» **Stored data**
- Opening Delimiter -
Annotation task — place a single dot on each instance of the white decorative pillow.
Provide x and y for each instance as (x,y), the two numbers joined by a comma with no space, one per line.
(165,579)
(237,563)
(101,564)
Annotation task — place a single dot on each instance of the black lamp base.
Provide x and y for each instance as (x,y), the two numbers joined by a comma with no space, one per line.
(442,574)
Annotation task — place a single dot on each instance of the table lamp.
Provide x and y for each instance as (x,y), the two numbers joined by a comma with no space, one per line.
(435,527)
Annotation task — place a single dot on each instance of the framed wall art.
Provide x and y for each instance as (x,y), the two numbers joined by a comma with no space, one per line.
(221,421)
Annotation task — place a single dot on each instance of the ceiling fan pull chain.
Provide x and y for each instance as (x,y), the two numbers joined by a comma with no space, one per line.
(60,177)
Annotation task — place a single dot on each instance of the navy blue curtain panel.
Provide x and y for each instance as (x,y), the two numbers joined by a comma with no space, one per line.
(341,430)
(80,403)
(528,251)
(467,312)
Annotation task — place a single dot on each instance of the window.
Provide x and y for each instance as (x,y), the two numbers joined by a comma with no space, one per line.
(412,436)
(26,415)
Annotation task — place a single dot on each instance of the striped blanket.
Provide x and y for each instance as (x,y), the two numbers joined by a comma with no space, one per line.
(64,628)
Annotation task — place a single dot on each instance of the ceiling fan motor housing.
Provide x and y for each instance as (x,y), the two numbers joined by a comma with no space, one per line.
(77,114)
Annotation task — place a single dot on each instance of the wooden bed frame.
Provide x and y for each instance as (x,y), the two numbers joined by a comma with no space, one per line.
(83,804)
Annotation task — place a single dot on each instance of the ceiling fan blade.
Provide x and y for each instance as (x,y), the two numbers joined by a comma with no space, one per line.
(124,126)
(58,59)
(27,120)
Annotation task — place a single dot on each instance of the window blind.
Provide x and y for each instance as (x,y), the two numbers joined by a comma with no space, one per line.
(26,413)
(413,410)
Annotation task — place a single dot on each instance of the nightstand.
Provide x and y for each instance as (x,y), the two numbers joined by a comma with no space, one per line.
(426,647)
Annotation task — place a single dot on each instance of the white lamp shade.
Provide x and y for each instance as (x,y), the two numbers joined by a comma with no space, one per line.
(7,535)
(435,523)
- Closing Delimiter -
» **What the task requires**
A bare number is the whole answer: how many lines in the entries contain "ceiling"?

» **Response to the task**
3